| How to complete this task |
Write out precisely the lines beginning with the line that contains "Mark the large picture window with a point." and ending with the last line of the entries, and no other lines.

| Study material |
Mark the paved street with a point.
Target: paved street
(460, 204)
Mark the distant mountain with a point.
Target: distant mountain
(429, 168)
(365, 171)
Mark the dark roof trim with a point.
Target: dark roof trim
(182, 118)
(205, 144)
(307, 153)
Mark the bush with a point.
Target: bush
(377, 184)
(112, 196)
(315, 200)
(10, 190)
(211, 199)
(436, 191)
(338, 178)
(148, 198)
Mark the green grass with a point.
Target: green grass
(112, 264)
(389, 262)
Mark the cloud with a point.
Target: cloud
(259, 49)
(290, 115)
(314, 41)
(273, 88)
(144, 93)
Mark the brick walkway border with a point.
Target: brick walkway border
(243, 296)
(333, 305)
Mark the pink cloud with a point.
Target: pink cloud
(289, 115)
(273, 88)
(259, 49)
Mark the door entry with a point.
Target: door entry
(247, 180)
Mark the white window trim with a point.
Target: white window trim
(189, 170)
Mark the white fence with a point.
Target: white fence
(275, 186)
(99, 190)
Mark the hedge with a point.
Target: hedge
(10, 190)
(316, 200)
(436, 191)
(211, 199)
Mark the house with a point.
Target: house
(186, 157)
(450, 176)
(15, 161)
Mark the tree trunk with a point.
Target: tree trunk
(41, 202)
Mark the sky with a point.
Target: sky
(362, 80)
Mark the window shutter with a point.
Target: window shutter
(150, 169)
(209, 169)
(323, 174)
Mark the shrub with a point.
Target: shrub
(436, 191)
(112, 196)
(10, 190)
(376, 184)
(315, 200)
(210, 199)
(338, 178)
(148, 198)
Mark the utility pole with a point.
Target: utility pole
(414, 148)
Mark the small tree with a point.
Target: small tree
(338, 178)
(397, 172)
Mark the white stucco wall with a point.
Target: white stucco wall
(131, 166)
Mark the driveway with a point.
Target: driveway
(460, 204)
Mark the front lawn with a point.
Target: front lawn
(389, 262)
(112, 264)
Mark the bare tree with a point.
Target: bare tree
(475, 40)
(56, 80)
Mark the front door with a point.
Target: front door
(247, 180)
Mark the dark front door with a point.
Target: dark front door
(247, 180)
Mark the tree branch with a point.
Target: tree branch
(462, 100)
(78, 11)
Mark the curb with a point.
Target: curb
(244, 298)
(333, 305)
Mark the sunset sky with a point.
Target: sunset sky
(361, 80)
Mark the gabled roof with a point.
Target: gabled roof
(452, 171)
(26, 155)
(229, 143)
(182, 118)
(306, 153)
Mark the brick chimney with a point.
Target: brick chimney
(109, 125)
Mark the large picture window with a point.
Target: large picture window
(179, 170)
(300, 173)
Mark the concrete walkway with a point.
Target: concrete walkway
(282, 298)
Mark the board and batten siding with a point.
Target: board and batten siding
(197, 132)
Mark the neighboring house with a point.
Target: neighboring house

| Reply to the exercise |
Mark the large picture window with a point.
Target: large picture window
(179, 170)
(300, 173)
Mark the concrete walkway with a point.
Target: concrete walkway
(282, 298)
Mark the board and batten siding with a point.
Target: board and batten siding
(197, 132)
Mark the neighboring house with a point.
Target: neighboring house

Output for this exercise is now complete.